**Compiti dell'esercizio**.
[A] Rispondi a queste domande sul testo fornito:
(i) In che anno è stato firmato l'appello per Cesare Battisti?
(ii) Chi è la Presidente della Provincia di Venezia?
(iii) Quale autore ha scritto che al peggio non c'è mai fine?
[B] Nel testo fornito, come si può riscrivere in forma di elenco puntato il paragrafo che comincia con "a) L'Assessora all'Istruzione della Regione Veneto", conservandone i fatti principali?
[C] Quali titolari di cariche pubbliche sono nominati nel testo fornito? Elencali tutti, ciascuno con la carica indicata nel testo.

**Testo fornito**.
+++
Né credo di averlo fatto mancare firmando quell’appello. Se la verità ufficiale non mi convince, se chiedo chiarezza, rispetto della legalità nazionale ed internazionale, se pongo dei dubbi, se approfondisco, non credo di stare mancando di rispetto a chicchessia, meno che mai ai parenti delle vittime, a meno che non si pensi che qualsiasi colpevole, fosse pure del tutto innocente, è comunque meglio di nessun colpevole.
Questo non servirebbe, né alle vittime del terrorismo rosso e nero, né ai loro congiunti, meno che mai alla democrazia.
Una cosa così può far comodo solo a chi si trova splendidamente a suo agio al centro del pogrom.
E’ per questa ragione che rifirmerei quell’appello, è per questa ragione che credo che le dichiarazioni e le iniziative di Speranzon non siano solo fasciste, ma sostanzialmente ridicole e latamente pornografiche…


[Aggiornamento 1]

Al peggio, scriveva Montale, non c’è mai fine. Quanta ragione aveva…
Così, alla luce di quanto riportato oggi da un quotidiano veneto, mi tocca riintervenire su questa desolante faccenda della censura sui libri dei reprobi (io e qualche decina di altri colleghi di ogni età, sesso e credo politico, tra cui nomi prestigiosi e ‘storici’ della cultura italiana e internazionale, come Agamben, Sollers, o Balestrini) che hanno firmato nel 2004 l’appello per Cesare Battisti…

Le novità, ad oggi, sono queste:

a) L’Assessora all’Istruzione della Regione Veneto, la leghista Donazzan, non paga di aver già messo in serio imbarazzo sin le stesse le Curie venete decidendo, unilateralmente e a loro insaputa, di spendere soldi pubblici per regalare Bibbie a tutti gli alunni delle scuole della Regione, e facendosi beffe di quanto aveva dichiarato la Presidente della Provincia di Venezia, Zaccariotto, sua collega di maggioranza, la quale si era affrettata, cum grano salis, a delegittimare immediatamente l’iniziativa dell’improvvido Assessore Speranzon, oggi dichiara che, con il placet dello stesso Governatore Zaia, scriverà una lettera a tutti i Presidi del Veneto ( e attraverso di loro agli insegnanti), invitandoli a non diffondere tra i giovani le opere degli autori messi al bando. A chi le contesta di operare una censura, risponde, con supposto preventivo acume, che la sua non è un’imposizione (e come potrebbe?), ma un “indirizzo politico”.
Ora dato per scontato quanto ho già detto a proposito di censura di testi che parlano di tutt’altro che della vicenda Battisti e di censura più in generale, sento la necessità di informare l’Assessora che tra i suoi compiti istituzionali non è compreso quello di dare “indirizzi politici” agli insegnanti della scuole della Repubblica, i quali non dipendono da lei, né di diritto né di fatto, e la cui libertà di insegnamento è garantita da uno specifico articolo della nostra Carta Costituzionale.
C’è una tendenza a privatizzare le Istituzioni, qui in Italia, che ha ormai passato ogni segno, come se svolgere un ruolo istituzionale fosse il passe partout per ogni e qualsiasi operazione, come se – amministrando questa, o quella Istituzione - se ne divenisse proprietari.
+++
**Dati mostrati**.
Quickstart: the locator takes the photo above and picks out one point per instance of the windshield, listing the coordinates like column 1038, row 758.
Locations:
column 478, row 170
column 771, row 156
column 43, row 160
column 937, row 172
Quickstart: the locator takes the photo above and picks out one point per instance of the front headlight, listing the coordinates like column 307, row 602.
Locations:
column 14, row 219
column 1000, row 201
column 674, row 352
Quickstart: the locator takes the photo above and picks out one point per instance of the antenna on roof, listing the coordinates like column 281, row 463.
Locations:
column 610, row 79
+++
**Risposte per compito**.
[A]
(i) Nel 2004.
(ii) Zaccariotto.
(iii) Montale.

[B]
- Donazzan, leghista e Assessora all'Istruzione della Regione Veneto, aveva già deciso, unilateralmente e all'insaputa delle Curie venete, di spendere soldi pubblici per regalare Bibbie a tutti gli alunni delle scuole della Regione.
- Ha ignorato quanto dichiarato da Zaccariotto, Presidente della Provincia di Venezia e sua collega di maggioranza, che aveva subito delegittimato l'iniziativa dell'Assessore Speranzon.
- Oggi dichiara che, con il placet del Governatore Zaia, scriverà a tutti i Presidi del Veneto, e tramite loro agli insegnanti, per invitarli a non diffondere tra i giovani le opere degli autori messi al bando.
- A chi la accusa di censura risponde che non si tratta di un'imposizione, ma di un "indirizzo politico".

[C]
- Speranzon: Assessore
- Donazzan: Assessora all'Istruzione della Regione Veneto
- Zaccariotto: Presidente della Provincia di Venezia
- Zaia: Governatore